**Description of the task:**
Without the pictures, reproduce the records that follow exactly.

**Exercise materials:**
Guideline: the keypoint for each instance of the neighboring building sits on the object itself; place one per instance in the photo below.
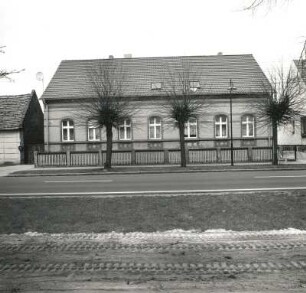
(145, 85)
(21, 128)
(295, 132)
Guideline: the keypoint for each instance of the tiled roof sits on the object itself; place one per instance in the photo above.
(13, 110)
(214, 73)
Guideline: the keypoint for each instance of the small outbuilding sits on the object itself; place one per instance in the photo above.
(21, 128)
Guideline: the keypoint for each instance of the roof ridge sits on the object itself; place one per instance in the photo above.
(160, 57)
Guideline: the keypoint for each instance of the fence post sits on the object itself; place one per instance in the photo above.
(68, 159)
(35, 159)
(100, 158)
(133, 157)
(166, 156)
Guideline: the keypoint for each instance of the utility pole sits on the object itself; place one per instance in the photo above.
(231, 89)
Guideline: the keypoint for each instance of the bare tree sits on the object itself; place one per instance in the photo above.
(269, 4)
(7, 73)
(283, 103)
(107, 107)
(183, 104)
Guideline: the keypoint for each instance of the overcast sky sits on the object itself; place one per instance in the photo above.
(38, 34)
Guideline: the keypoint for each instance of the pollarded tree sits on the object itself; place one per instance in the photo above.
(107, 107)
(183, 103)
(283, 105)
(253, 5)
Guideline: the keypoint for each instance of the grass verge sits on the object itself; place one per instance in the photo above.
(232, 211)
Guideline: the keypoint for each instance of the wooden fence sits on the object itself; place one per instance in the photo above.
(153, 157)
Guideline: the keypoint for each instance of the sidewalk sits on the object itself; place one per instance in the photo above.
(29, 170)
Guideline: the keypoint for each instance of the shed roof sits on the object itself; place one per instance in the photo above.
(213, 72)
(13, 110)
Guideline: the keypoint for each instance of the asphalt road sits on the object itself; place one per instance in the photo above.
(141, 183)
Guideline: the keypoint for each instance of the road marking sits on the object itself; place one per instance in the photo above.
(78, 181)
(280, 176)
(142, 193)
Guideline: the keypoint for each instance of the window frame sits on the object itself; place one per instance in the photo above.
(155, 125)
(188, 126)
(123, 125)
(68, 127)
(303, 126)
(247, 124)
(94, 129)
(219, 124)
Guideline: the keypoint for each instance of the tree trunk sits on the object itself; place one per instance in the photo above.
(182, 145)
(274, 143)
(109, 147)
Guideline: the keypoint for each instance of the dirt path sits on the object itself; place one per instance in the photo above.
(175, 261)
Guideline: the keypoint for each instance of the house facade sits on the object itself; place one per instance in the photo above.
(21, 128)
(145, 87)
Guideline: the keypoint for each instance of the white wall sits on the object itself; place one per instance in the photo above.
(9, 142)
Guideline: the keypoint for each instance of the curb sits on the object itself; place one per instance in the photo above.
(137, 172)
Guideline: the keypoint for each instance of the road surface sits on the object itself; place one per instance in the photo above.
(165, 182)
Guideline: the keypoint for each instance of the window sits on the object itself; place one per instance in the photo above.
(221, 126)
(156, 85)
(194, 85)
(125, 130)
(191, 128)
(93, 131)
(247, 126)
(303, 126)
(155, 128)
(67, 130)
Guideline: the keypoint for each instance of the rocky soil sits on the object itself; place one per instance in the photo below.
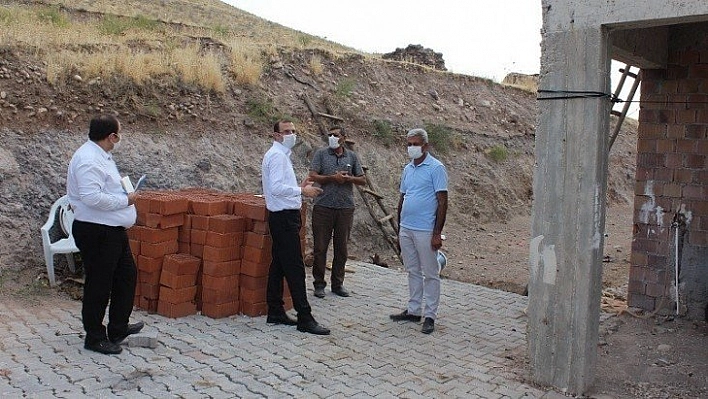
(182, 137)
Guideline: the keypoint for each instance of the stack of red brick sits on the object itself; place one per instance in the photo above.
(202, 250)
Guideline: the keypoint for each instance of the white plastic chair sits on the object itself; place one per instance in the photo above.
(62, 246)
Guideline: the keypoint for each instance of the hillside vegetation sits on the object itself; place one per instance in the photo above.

**The output:**
Guideline: the keypoint for each instance of the neighboring building sits on the object itself; place one per instance in the photo below.
(145, 85)
(21, 128)
(295, 132)
Guideline: the keypoint for each instance of the tiled roof sits on the object itself; place one per instance in the photo above.
(13, 110)
(214, 73)
Guideline: the keypoint for each instance of the small outbuilding sits on the object itself; place one per instance in the photo above.
(21, 128)
Guideline: the keypoint for each instance of the roof ridge sits on the object itself; place one per instance in the photo above.
(160, 57)
Guideline: the keypoint for each instance of the fence post sits on the object itself; place one per instance in the photo above.
(68, 159)
(35, 159)
(100, 158)
(133, 157)
(166, 156)
Guideline: the keypoint for each instance of the utility pole sits on the object itself; place one per instance in the photo above.
(231, 89)
Guideline: the keypoint for each instance of the bare tree sits on the object itself; place one per instance in the photo above.
(269, 4)
(7, 73)
(283, 103)
(107, 107)
(183, 104)
Guideline: the keypoint for each instance of the overcast sky sits on the object itself; place one per instance in the photo above.
(38, 34)
Guideline: the keypoint for each instance of the pollarded tree sits on the object itself; place one per instance in the photo above.
(107, 107)
(183, 103)
(283, 105)
(253, 5)
Guideline: the keypoint for each instance of the grass verge sits on the object itself; place one per instance in the photo above.
(232, 211)
Guideline: the keypoint for each instance of the wooden fence sits on the object itself; place one per instance in the photo above.
(153, 157)
Guideline: the keypoint for each instance of the sidewalk sits on the object itself; place one per instance in the photo above.
(29, 170)
Guideline: the keypoint for each instance of the shed roof sits on the object itself; place one per instance in the photo above.
(213, 72)
(13, 110)
Guideline: the keypoint for each instance of the asphalt road sits on the object itself; place one per instance in the photo above.
(141, 183)
Guideline: the keypoint for each instance of the road marking sits on the object itself; place one per instance in the photo above.
(78, 181)
(280, 176)
(142, 193)
Guideline: the keypoint for each instance of the window frame sits on the object itself; place one per instance in the photo above.
(155, 125)
(188, 126)
(123, 125)
(68, 127)
(303, 126)
(247, 124)
(94, 129)
(219, 124)
Guideline: the keypoint for each instance of the tree trunk sits on the object itself; place one per instance in the photo above.
(182, 145)
(274, 143)
(109, 147)
Guideline: the keypoint for each instance of the dirt path sits on the object itself; place one per instance in the photo above.
(175, 261)
Guideline: the keypoint for each instance of the house facade sits on the object itself; place one per instance in the photo above.
(21, 128)
(145, 87)
Guideline: the keypoint for each instance of the white wall sits on the object itself; place one per instance in the photo above.
(9, 142)
Guideline: the keypoint for each instance of the curb sits on the object itself; place one per instance in the photo above.
(137, 172)
Guideline: the keypoint for each instance of the road surface sits on the object itself; place one per instance in the photo above.
(165, 182)
Guideline: the keypoint for each instance of the window sits on the object itself; place one per instance in the photo above.
(221, 126)
(156, 85)
(194, 85)
(125, 130)
(191, 128)
(93, 131)
(247, 126)
(303, 126)
(155, 128)
(67, 130)
Guideline: the keypoint for each instance of the rocky soil sits on the object itself; place one per instance in the photo below.
(182, 137)
Guideline: the keypoint for each instance of the stack of red brick sits on the object itself; place one per instance in the photo above.
(202, 250)
Guideline: the keypoint for each instance of the white plastic chair sits on the object itself; place one per instance in the photo above.
(62, 246)
Guideline: the keypoint for each instance of the hillside vegetation sits on the object itself; place one per instance in the photo above.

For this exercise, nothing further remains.